▸ TEXTO FORNECIDO:
CAPÍTULO II:
“E se organizasses um protesto e toda a gente aparecesse?”
Imagem: "Vapor" por Max
Mark Fisher começa o segundo capítulo no seguimento do gangster rap e da "super-identificação" à mais predatória das faces do capitalismo como exemplo extremo para imediatamente demonstrar que o mesmo realismo capitalista pode coexistir no pólo oposto: na sua própria contestação. Recorrendo a Žižek e parágrafos antes de introduzir Baudrillard, defende que o anti-capitalismo encontra-se perfeitamente disseminado entre o capitalismo, o qual não só convive sem sobressalto com essas forças antagónicas como as absorve no seu folclore, processo pelo qual se renova sem se reformar. Enter Jean Baudrillard por via da sua visão de controlo e comunicação, onde a subjugação já não ocorre enquanto subordinação a um espetáculo externo mas no convite à participação. Um exemplo Disney/Pixar depois e estamos novamente no reino da ironia: as sátiras feitas ao capitalismo que o reforçam sem o desafiar – conceito de interpassividade por Robert Pfaller: escapes que cumprem os nossos impulsos anti-capitalistas por nós e que nos permitem continuar a consumir com impunidade feita a catarse por delegação. Desenvolvendo de Žižek, desde que acreditemos ( "nos nossos corações") que o capitalismo é mau, somos livres de participar neste e o capitalismo subsiste perfeitamente bem com essa estrutura de desaprovação. Confrontados à sua crítica directa e não podendo mais alegar a inconsciência das suas perniciosidades, MF identifica a ideologia do mesmo como o seu mecanismo de defesa. Uma que, novamente, reverte ao subliminar e contrapõe à propaganda aberta do fascismo ou estalinista pois ao contrário desta não só não precisa de ser explícito como também não depende das crenças subjectivas dos indivíduos, podendo mesmo substituir com sucesso sem que ninguém tenha forçosamente que "fazer o caso por ele". Novamente Žižek e a sociedade pós-ideológica, e nesta a ideologia prevalecente é o cinismo (*).

▸ REQUISITOS:
1. Responde a estas perguntas sobre o texto acerca do segundo capítulo de Mark Fisher, uma por linha:
(a) Que conceito de Robert Pfaller é mencionado?
(b) A que tipo de propaganda se contrapõe a ideologia do capitalismo?
(c) Na sociedade pós-ideológica, qual é a ideologia prevalecente?
2. Continua o texto acerca do segundo capítulo de Mark Fisher a partir da última frase apresentada.

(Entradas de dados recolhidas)
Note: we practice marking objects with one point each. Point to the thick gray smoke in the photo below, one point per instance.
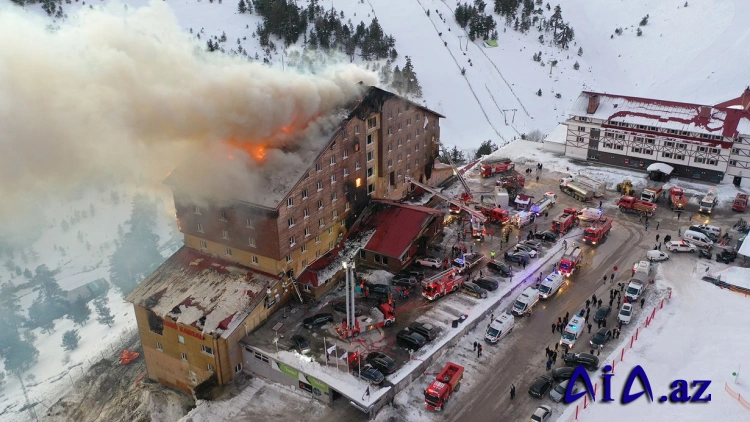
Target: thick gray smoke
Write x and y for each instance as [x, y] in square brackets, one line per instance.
[126, 91]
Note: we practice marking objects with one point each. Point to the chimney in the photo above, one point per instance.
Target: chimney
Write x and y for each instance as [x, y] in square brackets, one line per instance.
[593, 104]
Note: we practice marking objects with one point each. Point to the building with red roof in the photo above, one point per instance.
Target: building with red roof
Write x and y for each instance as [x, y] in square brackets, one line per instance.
[698, 141]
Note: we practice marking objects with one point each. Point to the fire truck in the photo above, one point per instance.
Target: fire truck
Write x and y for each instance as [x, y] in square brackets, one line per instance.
[596, 233]
[677, 200]
[382, 316]
[442, 284]
[740, 202]
[493, 166]
[564, 222]
[652, 194]
[570, 261]
[447, 382]
[630, 204]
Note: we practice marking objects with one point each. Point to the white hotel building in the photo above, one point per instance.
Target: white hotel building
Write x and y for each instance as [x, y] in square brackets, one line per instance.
[698, 141]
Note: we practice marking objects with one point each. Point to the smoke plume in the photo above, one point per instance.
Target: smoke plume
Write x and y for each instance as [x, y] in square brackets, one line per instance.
[125, 92]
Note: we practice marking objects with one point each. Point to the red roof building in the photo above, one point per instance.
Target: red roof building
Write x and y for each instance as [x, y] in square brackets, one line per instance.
[699, 141]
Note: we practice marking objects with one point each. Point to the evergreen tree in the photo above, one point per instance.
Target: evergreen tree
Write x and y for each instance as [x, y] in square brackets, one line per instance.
[104, 313]
[79, 311]
[70, 340]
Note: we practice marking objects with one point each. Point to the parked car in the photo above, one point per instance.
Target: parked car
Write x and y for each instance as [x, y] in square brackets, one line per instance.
[487, 284]
[517, 257]
[626, 313]
[540, 386]
[655, 256]
[317, 320]
[504, 269]
[587, 360]
[600, 338]
[410, 340]
[381, 362]
[341, 307]
[680, 246]
[369, 373]
[300, 344]
[546, 236]
[542, 414]
[472, 289]
[426, 330]
[562, 373]
[429, 262]
[558, 392]
[524, 248]
[602, 313]
[404, 282]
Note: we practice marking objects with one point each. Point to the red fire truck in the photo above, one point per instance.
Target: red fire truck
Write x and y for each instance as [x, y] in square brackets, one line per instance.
[491, 167]
[442, 284]
[630, 204]
[596, 233]
[564, 222]
[447, 382]
[677, 200]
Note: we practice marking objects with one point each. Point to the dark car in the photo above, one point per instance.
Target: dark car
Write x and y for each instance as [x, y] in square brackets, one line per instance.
[602, 313]
[341, 307]
[517, 257]
[369, 373]
[381, 362]
[487, 284]
[300, 344]
[586, 360]
[601, 337]
[501, 267]
[410, 340]
[472, 289]
[404, 281]
[428, 331]
[378, 289]
[546, 236]
[562, 373]
[540, 386]
[317, 320]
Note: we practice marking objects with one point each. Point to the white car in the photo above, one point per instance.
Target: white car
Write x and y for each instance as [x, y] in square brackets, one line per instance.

▸ AS RESPOSTAS:
1.
(a) A interpassividade.
(b) À propaganda aberta do fascismo ou estalinista.
(c) O cinismo.

2.
* Como no capítulo anterior, as comparações aos P+ devem contemplar aquela distância que nos separa.
Da ideologia e do cinismo pós-moderno: a ideologia que este vincula não é uma ilusão que mascara a realidade mas uma fantasia (subconsciente) que estrutura essa realidade, e assim continuamos a ser uma sociedade ideológica, incapazes de ver além dessa fantasia (*):
Even if do not take things seriously, even if we keep an ironic distance, we are still doing [it]
* Em recap, portanto: P+, distâncias, e o keep doin’ it...
Nessa base defende que os movimentos anti-capitalistas também sucumbiram ao realismo capitalista:
- Mesmo no seu auge antes do 11 Set foi-lhes impossível formar uma alternativa coerente;
- Demasiado focados em minimizar os excessos do capitalismo, poucos esforços no sentido de o substituir.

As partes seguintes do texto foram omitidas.